** AIM OF THE TASK **
Tally the lines in the records below that contain the string "blue", treating uppercase and lowercase as different, and reply with the number alone.

══════════

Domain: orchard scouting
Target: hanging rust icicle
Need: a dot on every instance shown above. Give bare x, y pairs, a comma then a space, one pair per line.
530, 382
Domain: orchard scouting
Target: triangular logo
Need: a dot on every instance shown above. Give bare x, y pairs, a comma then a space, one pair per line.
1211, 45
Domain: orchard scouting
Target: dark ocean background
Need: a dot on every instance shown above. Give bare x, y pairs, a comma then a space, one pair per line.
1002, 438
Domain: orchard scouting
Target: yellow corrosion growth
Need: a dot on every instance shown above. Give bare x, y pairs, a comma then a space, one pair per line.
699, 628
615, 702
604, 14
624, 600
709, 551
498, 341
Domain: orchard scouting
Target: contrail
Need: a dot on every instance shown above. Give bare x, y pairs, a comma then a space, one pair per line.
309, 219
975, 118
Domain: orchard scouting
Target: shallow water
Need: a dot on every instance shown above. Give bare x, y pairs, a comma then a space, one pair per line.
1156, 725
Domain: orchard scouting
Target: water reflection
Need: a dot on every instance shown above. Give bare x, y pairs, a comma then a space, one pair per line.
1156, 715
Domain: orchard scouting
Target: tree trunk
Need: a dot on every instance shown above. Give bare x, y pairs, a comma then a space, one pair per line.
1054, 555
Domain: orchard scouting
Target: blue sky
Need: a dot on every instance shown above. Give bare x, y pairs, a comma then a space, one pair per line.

══════════

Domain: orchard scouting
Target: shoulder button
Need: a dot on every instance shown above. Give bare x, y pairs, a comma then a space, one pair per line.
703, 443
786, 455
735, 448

══════════

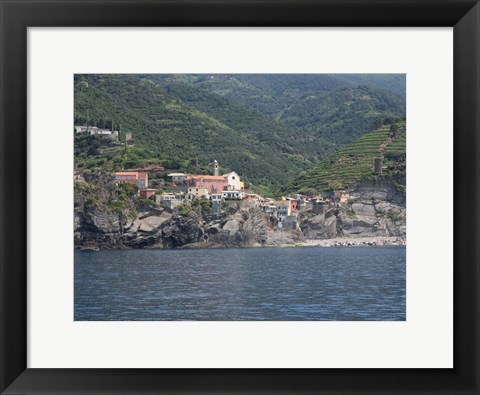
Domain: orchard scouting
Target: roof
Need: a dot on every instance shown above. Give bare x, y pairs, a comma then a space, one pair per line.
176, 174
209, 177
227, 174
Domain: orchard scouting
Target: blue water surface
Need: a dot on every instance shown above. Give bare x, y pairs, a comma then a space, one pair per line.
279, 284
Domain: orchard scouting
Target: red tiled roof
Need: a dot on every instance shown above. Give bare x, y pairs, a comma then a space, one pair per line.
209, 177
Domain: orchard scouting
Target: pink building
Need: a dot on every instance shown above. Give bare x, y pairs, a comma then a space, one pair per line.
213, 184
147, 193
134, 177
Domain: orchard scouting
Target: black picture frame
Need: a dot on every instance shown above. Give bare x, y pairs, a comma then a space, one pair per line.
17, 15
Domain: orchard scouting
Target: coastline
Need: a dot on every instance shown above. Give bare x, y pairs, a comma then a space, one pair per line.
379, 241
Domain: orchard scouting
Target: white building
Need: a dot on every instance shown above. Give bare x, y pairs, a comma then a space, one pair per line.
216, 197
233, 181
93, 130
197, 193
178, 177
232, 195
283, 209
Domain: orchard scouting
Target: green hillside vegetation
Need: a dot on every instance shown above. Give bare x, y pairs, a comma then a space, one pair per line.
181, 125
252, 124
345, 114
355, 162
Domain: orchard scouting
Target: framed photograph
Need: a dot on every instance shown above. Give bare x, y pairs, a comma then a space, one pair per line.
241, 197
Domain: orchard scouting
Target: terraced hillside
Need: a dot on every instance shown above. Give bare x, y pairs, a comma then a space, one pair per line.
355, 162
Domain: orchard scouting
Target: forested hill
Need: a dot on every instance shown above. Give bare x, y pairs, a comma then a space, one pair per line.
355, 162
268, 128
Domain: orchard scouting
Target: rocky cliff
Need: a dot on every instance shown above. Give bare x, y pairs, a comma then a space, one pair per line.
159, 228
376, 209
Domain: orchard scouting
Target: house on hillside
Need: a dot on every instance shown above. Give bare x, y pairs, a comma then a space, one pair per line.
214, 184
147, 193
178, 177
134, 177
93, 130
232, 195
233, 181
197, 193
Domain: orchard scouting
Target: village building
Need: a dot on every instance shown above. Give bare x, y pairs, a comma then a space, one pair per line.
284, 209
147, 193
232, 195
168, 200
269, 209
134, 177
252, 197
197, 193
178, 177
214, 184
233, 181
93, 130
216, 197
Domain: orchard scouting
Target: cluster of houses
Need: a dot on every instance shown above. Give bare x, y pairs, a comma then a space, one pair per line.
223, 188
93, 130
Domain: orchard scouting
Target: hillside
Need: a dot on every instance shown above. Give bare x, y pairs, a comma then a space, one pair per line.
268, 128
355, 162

══════════

** WRITTEN ANSWER **
2